* Text provided *
========================================================================

Preconditioning saddle-point systems

Introduction

In this demo, we will discuss strategies for solving saddle-point systems using the mixed formulation of the Poisson equation introduced previously as a concrete example. Such systems are somewhat tricky to precondition effectively, modern approaches typically use block-factorisations. We will encounter a number of methods in this tutorial. For many details and background on solution methods for saddle point systems, [BGL05] is a nice review. [ESW14] is an excellent text with a strong focus on applications in fluid dynamics.

We start by repeating the formulation of the problem. Starting from the primal form of the Poisson equation, \(\nabla^2 u = -f\), we introduce a vector-valued flux, \(\sigma = \nabla u\). The problem then becomes to find \(u\) and \(\sigma\) in some domain \(\Omega\) satisfying

\[\begin{split}\begin{aligned} \sigma - \nabla u &= 0 \quad &\textrm{on}\ \Omega\\ \nabla \cdot \sigma &= -f \quad &\textrm{on}\ \Omega\\ u &= u_0 \quad &\textrm{on}\ \Gamma_D\\ \sigma \cdot n &= g \quad &\textrm{on}\ \Gamma_N \end{aligned}\end{split}\]

for some specified function \(f\). We now seek \((u, \sigma) \in V \times \Sigma\) such that

\[\begin{split}\begin{aligned} \int_\Omega \sigma \cdot \tau + (\nabla \cdot \tau)\, u\,\mathrm{d}x &= \int_\Gamma (\tau \cdot n)\,u\,\mathrm{d}s &\quad \forall\ \tau \in \Sigma, \\ \int_\Omega (\nabla \cdot \sigma)\,v\,\mathrm{d}x &= -\int_\Omega f\,v\,\mathrm{d}x &\quad \forall\ v \in V. \end{aligned}\end{split}\]

A stable choice of discrete spaces for this problem is to pick \(\Sigma_h \subset \Sigma\) to be the lowest order Raviart-Thomas space, and \(V_h \subset V\) to be the piecewise constants, although this is not the only choice. For ease of exposition we choose the domain to be the unit square, and enforce homogeneous Dirichlet conditions on all walls. The forcing term is chosen to be random.

Globally coupled elliptic problems, such as the Poisson problem, require effective preconditioning to attain mesh independent convergence. By this we mean that the number of iterations of the linear solver does not grow when the mesh is refined. In this demo, we will study various ways to achieve this in Firedrake.

========================================================================

* Provided data *

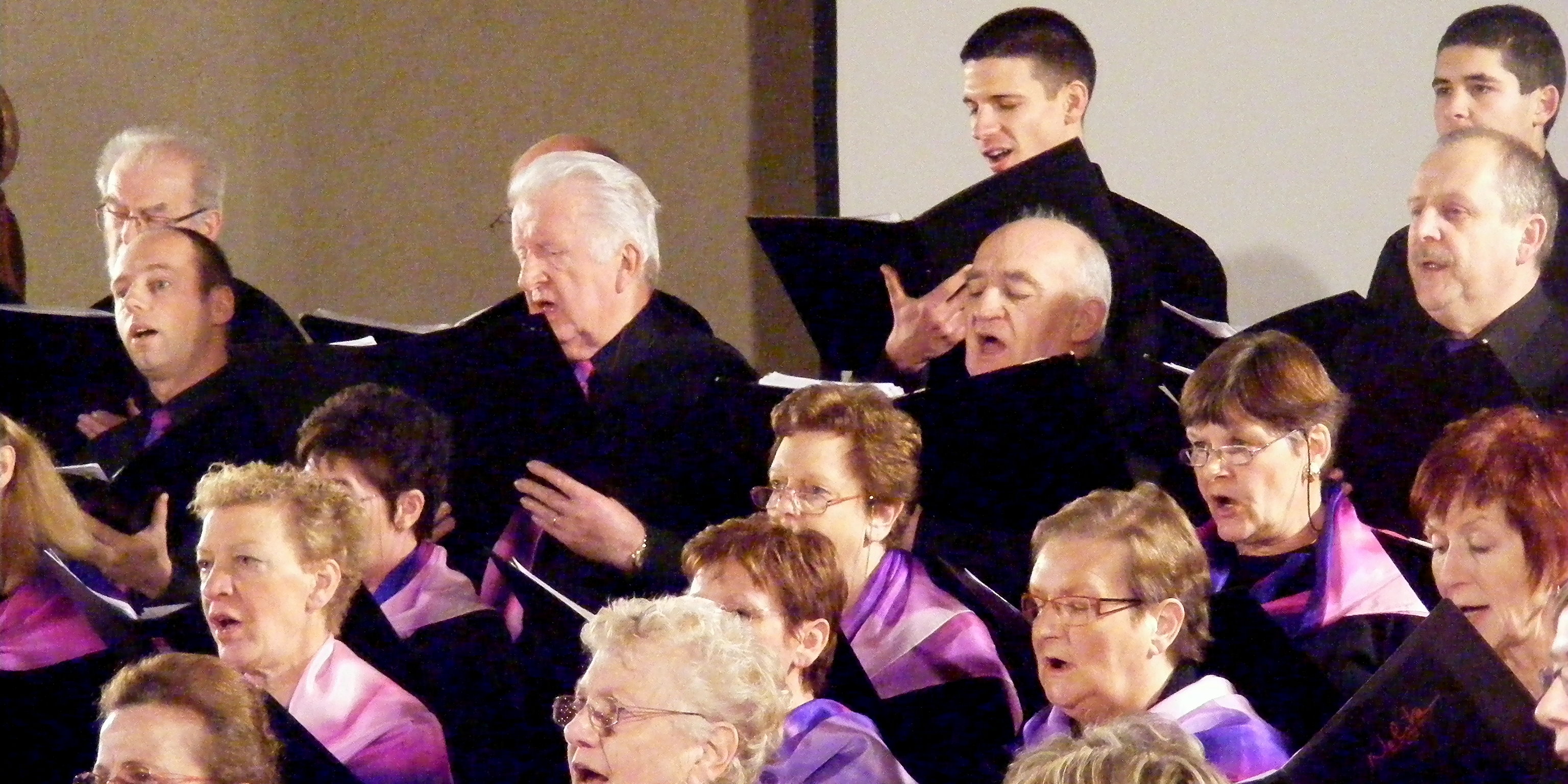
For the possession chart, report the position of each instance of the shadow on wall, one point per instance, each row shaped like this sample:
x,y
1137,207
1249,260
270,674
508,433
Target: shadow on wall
x,y
1261,278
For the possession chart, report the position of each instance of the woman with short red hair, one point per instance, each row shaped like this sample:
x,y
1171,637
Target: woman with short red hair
x,y
1493,496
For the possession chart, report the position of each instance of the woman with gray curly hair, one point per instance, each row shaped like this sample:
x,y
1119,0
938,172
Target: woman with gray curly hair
x,y
678,692
1142,748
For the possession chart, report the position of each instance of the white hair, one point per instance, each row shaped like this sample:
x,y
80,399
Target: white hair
x,y
719,669
625,208
1093,268
140,143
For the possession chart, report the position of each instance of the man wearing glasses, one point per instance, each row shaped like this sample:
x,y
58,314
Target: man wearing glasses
x,y
160,178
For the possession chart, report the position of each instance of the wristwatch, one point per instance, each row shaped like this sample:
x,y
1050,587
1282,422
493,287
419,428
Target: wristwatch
x,y
640,556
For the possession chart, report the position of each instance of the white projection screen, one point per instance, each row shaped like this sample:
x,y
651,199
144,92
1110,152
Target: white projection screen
x,y
1286,134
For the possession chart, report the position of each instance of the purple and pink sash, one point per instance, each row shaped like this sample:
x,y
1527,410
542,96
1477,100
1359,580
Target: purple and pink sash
x,y
1233,736
375,728
1354,574
430,595
909,634
41,626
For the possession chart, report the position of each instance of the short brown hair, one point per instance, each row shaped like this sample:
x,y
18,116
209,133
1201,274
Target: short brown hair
x,y
240,747
325,523
397,441
1514,457
885,443
797,568
1166,557
37,510
1140,748
1267,377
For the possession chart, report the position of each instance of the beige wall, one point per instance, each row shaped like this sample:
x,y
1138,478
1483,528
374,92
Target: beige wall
x,y
369,140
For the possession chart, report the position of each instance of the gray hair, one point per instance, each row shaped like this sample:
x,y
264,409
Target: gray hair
x,y
720,669
625,208
140,143
1525,182
1140,748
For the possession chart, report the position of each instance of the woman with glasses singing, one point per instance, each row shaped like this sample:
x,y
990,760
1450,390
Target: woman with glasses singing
x,y
280,557
788,587
846,464
1493,496
182,719
678,692
1263,416
1118,601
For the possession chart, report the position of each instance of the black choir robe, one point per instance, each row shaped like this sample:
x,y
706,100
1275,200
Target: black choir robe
x,y
1409,380
214,422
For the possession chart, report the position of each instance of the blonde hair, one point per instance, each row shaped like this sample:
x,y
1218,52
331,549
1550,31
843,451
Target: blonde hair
x,y
324,520
37,510
240,747
1166,560
723,673
1140,748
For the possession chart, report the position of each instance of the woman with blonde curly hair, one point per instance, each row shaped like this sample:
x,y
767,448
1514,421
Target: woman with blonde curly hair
x,y
278,560
678,692
178,717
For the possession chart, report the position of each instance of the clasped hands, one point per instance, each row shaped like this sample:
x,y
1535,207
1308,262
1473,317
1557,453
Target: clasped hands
x,y
584,520
927,327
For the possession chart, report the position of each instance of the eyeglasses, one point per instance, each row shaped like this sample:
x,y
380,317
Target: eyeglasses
x,y
1230,454
805,501
135,774
567,708
1550,676
120,218
1073,610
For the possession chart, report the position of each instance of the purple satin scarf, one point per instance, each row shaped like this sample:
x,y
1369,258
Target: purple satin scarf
x,y
375,728
40,626
828,744
1233,736
1355,576
430,592
909,634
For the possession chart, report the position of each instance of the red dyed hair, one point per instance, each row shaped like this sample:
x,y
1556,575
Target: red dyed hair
x,y
1514,457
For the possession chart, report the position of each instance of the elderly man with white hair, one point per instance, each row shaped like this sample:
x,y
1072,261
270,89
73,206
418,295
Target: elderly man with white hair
x,y
587,242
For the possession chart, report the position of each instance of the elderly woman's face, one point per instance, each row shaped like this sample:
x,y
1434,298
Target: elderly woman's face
x,y
728,585
167,742
1100,670
1479,565
819,464
656,747
259,600
1261,502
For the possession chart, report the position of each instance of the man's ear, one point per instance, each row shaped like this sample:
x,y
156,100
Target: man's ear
x,y
1532,240
811,640
1089,321
1076,104
328,574
209,225
1548,101
631,267
222,303
7,466
1169,618
407,510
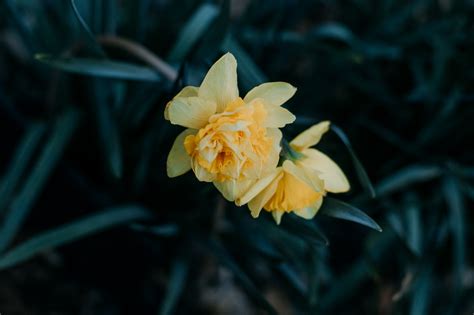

========================================================================

* Work instruction *
Write the next part of the text on preconditioning saddle-point systems, picking up right after its final sentence. The listing is not needed for the next task.

* Response box *
As ever, we begin by importing the Firedrake module:

from firedrake import *

Building the problem

Rather than defining a mesh and function spaces straight away, since we wish to consider the effect that mesh refinement has on the performance of the solver, we instead define a Python function which builds the problem we wish to solve. This takes as arguments the size of the mesh, the solver parameters we wish to apply, an optional parameter specifying a “preconditioning” operator to apply, and a final optional argument specifying whether the block system should be assembled as a single “monolithic” matrix or a \(2 \times 2\) block of smaller matrices.

def build_problem(mesh_size, parameters, aP=None, block_matrix=False):
    mesh = UnitSquareMesh(2 ** mesh_size, 2 ** mesh_size)

    Sigma = FunctionSpace(mesh, "RT", 1)
    V = FunctionSpace(mesh, "DG", 0)
    W = Sigma * V

Having built the function spaces, we can now proceed to defining the problem. We will need some trial and test functions for the spaces:

#
    sigma, u = TrialFunctions(W)
    tau, v = TestFunctions(W)

along with a function to hold the forcing term, living in the discontinuous space.

#
    f = Function(V)

To initialise this function to a random value we access its Vector form and use numpy to set the values:

#
    import numpy as np
    fvector = f.vector()
    fvector.set_local(np.random.uniform(size=fvector.local_size()))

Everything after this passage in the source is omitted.